▶ Task details: After finding the line with "column 576, row 362" in the entries below, retype exactly each line from there through the line with "column 362, row 373", including that final line.

(Records contained in a dataset)

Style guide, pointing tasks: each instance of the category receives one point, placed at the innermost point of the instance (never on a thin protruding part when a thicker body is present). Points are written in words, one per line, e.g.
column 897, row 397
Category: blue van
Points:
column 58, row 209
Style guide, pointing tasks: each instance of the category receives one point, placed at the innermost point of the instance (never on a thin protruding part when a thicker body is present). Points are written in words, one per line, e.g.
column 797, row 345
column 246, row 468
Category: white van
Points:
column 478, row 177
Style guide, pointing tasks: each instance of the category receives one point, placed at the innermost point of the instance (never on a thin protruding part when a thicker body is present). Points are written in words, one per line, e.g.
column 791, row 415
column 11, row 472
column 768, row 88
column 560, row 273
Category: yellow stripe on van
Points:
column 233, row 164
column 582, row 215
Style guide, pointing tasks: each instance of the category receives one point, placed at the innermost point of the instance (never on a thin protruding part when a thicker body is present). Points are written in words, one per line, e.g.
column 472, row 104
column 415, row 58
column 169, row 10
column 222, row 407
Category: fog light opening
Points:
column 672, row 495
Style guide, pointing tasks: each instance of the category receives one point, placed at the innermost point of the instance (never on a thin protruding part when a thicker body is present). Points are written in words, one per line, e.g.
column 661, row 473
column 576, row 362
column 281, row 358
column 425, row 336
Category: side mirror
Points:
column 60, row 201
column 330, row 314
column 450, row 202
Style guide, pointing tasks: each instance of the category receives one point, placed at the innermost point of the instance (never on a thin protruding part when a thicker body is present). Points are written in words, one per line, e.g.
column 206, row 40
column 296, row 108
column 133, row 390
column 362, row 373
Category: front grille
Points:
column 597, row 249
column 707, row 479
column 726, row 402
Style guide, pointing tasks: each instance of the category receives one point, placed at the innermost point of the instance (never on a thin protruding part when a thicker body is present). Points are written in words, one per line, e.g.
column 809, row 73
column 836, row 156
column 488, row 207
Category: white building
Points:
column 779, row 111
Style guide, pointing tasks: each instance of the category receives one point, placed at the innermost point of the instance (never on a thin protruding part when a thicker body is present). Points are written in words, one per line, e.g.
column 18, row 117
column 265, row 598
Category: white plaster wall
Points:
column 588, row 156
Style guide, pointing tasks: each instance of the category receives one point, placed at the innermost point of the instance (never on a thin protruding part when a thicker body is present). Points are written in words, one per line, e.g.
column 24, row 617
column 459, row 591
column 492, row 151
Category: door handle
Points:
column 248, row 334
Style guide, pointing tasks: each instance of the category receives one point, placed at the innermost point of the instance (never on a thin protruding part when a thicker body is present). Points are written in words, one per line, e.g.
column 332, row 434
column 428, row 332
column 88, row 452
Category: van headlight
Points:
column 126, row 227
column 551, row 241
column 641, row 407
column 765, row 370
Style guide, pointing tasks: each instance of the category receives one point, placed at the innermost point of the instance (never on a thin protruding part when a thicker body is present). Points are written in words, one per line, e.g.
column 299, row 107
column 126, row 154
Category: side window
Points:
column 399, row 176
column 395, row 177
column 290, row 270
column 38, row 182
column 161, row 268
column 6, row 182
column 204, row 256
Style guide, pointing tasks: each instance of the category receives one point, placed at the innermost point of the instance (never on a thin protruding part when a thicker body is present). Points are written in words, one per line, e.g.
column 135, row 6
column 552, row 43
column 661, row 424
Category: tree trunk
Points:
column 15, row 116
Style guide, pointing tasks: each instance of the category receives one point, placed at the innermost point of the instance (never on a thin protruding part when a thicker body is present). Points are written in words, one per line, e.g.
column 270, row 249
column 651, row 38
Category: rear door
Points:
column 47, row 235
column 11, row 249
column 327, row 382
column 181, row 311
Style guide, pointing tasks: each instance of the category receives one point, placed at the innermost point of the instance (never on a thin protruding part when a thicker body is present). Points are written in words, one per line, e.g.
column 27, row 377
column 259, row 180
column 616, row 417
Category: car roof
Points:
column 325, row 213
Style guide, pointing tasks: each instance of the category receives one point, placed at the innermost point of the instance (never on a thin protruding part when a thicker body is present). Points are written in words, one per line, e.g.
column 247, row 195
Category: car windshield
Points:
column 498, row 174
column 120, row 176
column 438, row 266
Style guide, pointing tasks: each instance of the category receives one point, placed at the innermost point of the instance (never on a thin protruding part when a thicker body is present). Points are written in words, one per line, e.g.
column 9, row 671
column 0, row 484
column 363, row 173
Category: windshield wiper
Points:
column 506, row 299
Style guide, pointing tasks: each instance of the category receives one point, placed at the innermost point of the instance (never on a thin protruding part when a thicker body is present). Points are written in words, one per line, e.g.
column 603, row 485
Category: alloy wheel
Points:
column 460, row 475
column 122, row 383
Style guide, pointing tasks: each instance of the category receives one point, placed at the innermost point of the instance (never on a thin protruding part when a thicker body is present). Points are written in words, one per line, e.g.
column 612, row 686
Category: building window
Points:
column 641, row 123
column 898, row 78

▶ Final answer:
column 576, row 362
column 281, row 358
column 425, row 336
Category: side mirror
Points:
column 60, row 201
column 330, row 314
column 450, row 202
Style guide, pointing tasks: each instance of the category receives one point, placed at the innermost point of the instance (never on a thin protruding part when a thicker body is present). Points are written in words, one per line, e.g.
column 206, row 40
column 296, row 108
column 133, row 390
column 362, row 373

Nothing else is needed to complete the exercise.